* _EXERCISE DIRECTIONS_
Begin at the line that has "Find the eyebrow" and stop after the line that has "[(634, 506)]". Replace "place a point on each instance" with "mark each instance with a point" in those lines only, and give them again with everything else unchanged.

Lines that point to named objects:
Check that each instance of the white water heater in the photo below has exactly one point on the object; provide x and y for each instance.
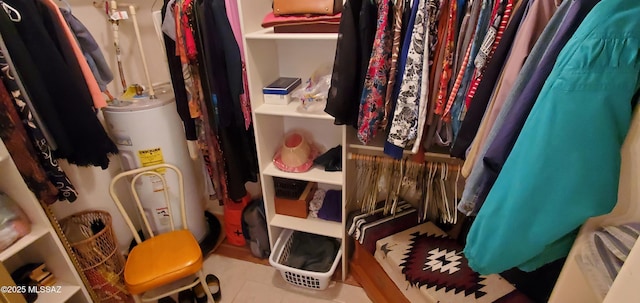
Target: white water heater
(148, 132)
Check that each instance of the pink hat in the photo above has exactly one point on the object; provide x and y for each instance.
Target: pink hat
(295, 155)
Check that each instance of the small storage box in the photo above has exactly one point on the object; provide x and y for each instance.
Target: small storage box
(299, 277)
(289, 188)
(297, 207)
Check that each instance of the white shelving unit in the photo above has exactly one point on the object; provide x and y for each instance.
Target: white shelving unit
(573, 285)
(271, 55)
(42, 243)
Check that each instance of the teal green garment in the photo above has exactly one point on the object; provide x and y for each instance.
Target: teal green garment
(565, 165)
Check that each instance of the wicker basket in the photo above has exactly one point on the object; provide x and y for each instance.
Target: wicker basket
(98, 255)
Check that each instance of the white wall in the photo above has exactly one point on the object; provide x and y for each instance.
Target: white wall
(93, 183)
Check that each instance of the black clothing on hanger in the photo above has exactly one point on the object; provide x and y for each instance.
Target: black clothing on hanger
(63, 101)
(353, 51)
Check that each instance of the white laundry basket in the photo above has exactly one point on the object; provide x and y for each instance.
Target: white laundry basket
(295, 276)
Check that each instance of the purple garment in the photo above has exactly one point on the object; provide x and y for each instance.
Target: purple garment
(502, 144)
(233, 15)
(331, 206)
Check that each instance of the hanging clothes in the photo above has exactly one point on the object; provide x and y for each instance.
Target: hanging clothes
(520, 101)
(485, 86)
(44, 152)
(355, 42)
(407, 32)
(177, 79)
(539, 13)
(70, 49)
(64, 102)
(92, 53)
(457, 108)
(404, 125)
(587, 98)
(223, 69)
(375, 83)
(398, 11)
(15, 139)
(233, 14)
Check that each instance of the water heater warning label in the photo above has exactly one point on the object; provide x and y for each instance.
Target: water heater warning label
(149, 157)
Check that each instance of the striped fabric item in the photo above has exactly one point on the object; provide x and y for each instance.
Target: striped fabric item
(447, 62)
(606, 251)
(446, 114)
(480, 64)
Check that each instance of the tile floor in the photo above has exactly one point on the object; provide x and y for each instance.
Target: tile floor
(245, 282)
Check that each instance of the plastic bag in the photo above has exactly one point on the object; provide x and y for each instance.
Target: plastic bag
(313, 95)
(13, 222)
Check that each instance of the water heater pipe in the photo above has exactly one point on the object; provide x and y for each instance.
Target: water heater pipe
(132, 11)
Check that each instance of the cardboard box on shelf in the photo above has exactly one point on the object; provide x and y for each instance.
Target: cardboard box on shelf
(296, 207)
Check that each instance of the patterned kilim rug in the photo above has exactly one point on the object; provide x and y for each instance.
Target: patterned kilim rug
(428, 266)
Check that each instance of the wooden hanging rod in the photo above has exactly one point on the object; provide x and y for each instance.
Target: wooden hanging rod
(453, 163)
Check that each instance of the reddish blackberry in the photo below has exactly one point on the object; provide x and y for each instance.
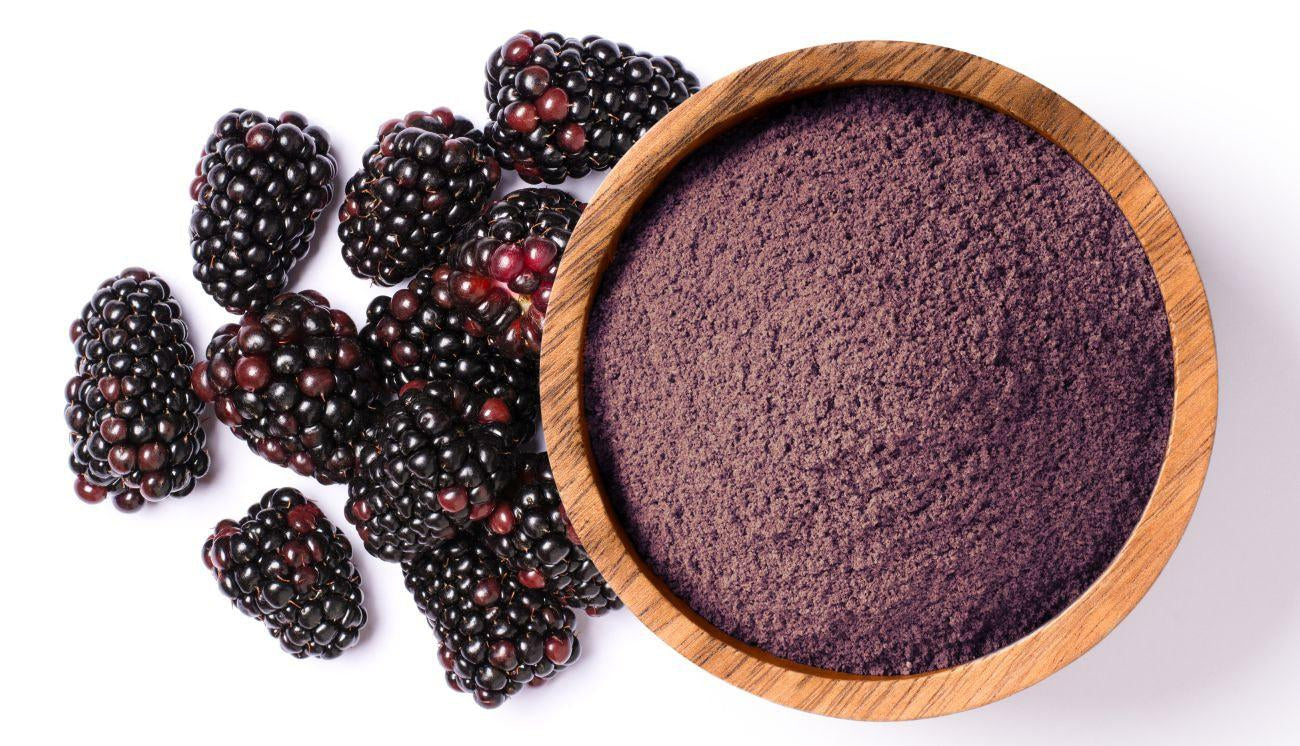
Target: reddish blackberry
(428, 468)
(424, 177)
(411, 338)
(499, 274)
(562, 107)
(286, 565)
(494, 634)
(294, 384)
(260, 186)
(531, 533)
(133, 413)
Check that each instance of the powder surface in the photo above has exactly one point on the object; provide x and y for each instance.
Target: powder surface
(880, 381)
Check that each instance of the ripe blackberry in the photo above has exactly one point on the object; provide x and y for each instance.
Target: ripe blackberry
(286, 565)
(499, 274)
(134, 416)
(531, 533)
(494, 634)
(425, 176)
(411, 338)
(428, 468)
(562, 107)
(261, 185)
(294, 384)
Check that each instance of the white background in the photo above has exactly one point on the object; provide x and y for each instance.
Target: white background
(111, 625)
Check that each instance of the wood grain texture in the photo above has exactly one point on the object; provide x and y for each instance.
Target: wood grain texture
(1083, 623)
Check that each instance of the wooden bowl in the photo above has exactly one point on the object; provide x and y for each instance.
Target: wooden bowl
(1084, 621)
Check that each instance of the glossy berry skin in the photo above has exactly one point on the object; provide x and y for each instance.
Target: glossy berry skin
(412, 338)
(294, 384)
(428, 468)
(531, 533)
(260, 187)
(494, 634)
(427, 176)
(499, 276)
(286, 565)
(563, 107)
(131, 410)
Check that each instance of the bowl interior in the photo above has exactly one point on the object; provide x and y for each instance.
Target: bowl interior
(1051, 646)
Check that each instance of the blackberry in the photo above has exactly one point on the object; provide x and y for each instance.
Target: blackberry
(286, 565)
(427, 469)
(294, 384)
(261, 185)
(425, 176)
(494, 634)
(531, 533)
(134, 416)
(499, 274)
(563, 108)
(411, 338)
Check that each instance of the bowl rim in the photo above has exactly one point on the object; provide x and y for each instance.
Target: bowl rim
(1091, 616)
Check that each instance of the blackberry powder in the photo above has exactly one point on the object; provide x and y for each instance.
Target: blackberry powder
(901, 380)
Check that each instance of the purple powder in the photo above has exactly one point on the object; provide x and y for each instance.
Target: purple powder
(880, 381)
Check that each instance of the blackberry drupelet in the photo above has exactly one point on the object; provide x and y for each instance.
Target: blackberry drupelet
(261, 185)
(499, 276)
(425, 176)
(294, 384)
(428, 468)
(412, 338)
(563, 107)
(134, 416)
(286, 565)
(531, 533)
(494, 634)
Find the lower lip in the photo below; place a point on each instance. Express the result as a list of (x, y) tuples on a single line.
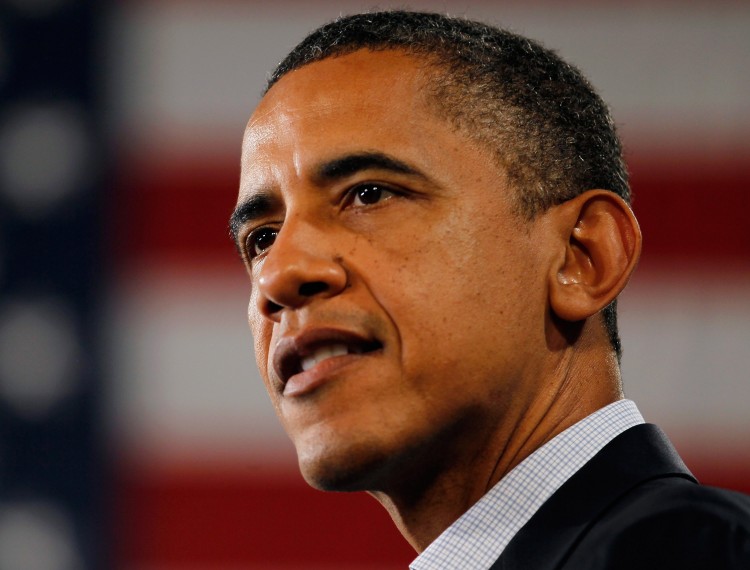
[(323, 372)]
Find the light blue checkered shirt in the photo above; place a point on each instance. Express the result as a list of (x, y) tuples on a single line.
[(477, 539)]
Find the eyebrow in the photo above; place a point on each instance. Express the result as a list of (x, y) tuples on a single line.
[(260, 204), (354, 163), (255, 207)]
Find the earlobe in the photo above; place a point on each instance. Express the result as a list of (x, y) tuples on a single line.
[(602, 244)]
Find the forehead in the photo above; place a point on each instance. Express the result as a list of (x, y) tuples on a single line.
[(365, 98)]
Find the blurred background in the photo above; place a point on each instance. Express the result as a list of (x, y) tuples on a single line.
[(134, 430)]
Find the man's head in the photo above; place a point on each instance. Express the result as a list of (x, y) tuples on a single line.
[(410, 307), (547, 126)]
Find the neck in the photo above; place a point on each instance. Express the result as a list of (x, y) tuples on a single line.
[(451, 476)]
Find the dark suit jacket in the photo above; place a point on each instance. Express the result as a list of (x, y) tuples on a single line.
[(634, 506)]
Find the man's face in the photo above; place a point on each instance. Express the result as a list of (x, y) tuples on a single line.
[(397, 302)]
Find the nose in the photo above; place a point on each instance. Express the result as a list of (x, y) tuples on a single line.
[(300, 266)]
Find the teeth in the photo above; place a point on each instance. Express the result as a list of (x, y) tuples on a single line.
[(323, 353)]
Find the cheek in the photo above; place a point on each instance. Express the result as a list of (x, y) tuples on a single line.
[(261, 331)]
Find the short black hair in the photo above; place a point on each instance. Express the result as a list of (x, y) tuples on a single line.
[(545, 123)]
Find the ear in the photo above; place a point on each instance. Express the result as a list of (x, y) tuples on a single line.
[(602, 244)]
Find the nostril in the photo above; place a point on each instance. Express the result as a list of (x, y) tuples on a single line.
[(312, 288)]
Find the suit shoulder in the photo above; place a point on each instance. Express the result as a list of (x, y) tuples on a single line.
[(670, 523)]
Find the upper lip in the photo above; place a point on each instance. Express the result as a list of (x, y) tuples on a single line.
[(290, 350)]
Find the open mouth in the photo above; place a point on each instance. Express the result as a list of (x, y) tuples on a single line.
[(336, 349), (294, 356)]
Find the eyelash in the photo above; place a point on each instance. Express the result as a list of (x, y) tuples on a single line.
[(351, 196)]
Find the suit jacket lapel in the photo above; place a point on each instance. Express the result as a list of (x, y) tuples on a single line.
[(639, 454)]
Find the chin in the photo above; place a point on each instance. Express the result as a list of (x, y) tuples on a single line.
[(353, 466)]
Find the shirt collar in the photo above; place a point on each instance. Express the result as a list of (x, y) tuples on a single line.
[(481, 534)]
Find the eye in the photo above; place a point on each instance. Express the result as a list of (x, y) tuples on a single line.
[(371, 193), (258, 241)]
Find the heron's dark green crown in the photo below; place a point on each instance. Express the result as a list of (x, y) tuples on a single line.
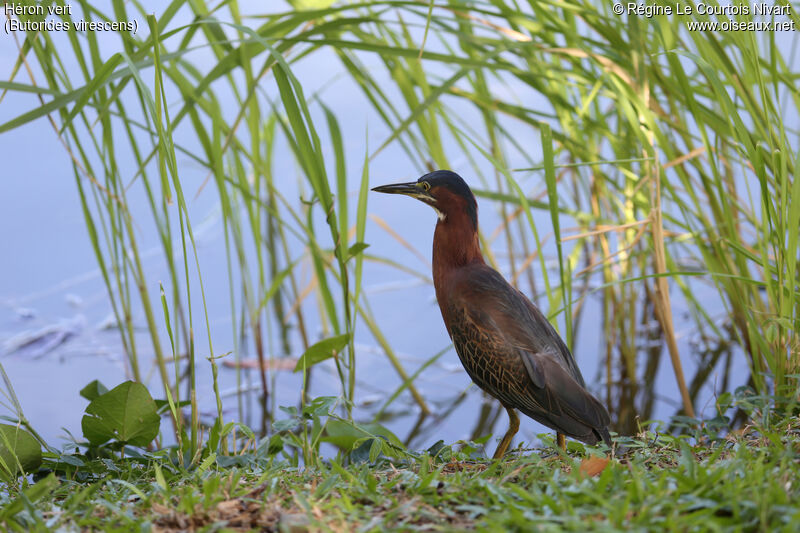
[(455, 184)]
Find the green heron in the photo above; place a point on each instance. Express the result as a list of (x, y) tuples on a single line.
[(504, 342)]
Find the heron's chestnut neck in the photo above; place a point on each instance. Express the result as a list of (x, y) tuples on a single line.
[(455, 242)]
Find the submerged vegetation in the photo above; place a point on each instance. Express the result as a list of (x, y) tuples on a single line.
[(664, 164)]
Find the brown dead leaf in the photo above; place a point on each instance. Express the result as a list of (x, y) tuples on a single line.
[(277, 363), (593, 466)]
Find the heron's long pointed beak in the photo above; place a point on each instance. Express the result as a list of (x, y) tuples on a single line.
[(412, 188)]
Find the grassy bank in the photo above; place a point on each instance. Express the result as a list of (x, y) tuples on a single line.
[(746, 481)]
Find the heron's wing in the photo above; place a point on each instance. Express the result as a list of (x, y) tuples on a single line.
[(538, 374)]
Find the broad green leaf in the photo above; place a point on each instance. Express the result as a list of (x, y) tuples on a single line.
[(345, 435), (126, 413), (324, 349), (93, 390)]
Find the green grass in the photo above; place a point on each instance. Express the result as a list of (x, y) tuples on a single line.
[(661, 159), (662, 483)]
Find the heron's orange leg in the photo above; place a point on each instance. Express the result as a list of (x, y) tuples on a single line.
[(512, 430)]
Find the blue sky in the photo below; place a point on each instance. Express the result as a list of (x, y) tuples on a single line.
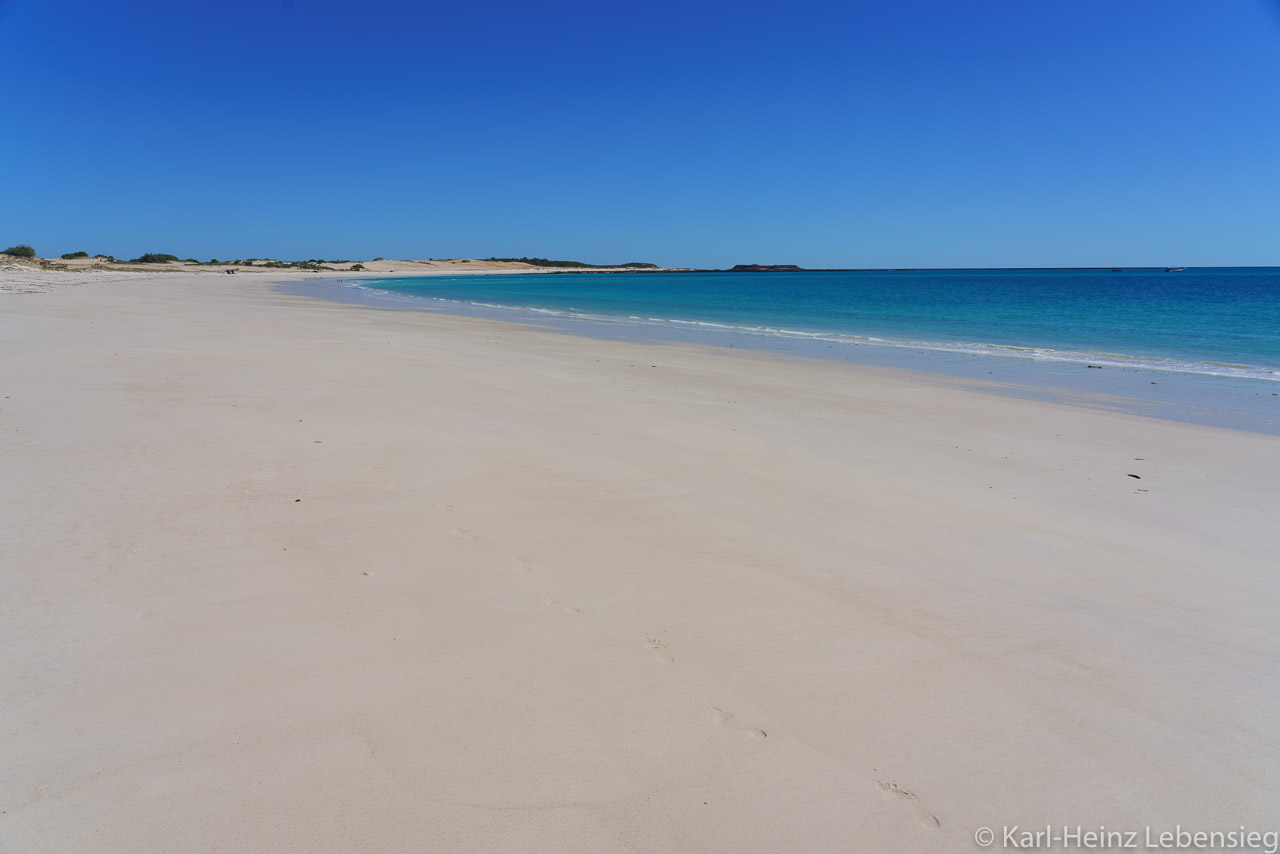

* _RESULT_
Find the eyebrow in the photo above; mark each instance with a point. Express the result as a list of (x, y) tuples on a single line.
[(260, 204), (354, 163), (255, 207)]
Find the earlobe in the photo above; mark each instance with a point. Express the result as a list of (x, y) tuples on a single line.
[(602, 244)]
Find the forehead in the photo above; mark each instance with a point. Express the result as a list of (x, y) tuples on a single line.
[(365, 98)]
Find the blurred background in the photo above; mark each instance with a point. Express the result as a list of (x, y) tuples on a single line.
[(134, 430)]
Find the man's head in the photo above; mark each instance with a point. Express the result as a list of (x, y) tuples on a single line.
[(410, 307), (547, 126)]
Find the neck in the photo above; mark each instance with a point. Express the result as a list of (x, y) tuples on a single line.
[(451, 476)]
Find the dark suit jacket in the photo above; mark each instance with a point. Express the result as a list of (x, y) tuples on a single line.
[(634, 506)]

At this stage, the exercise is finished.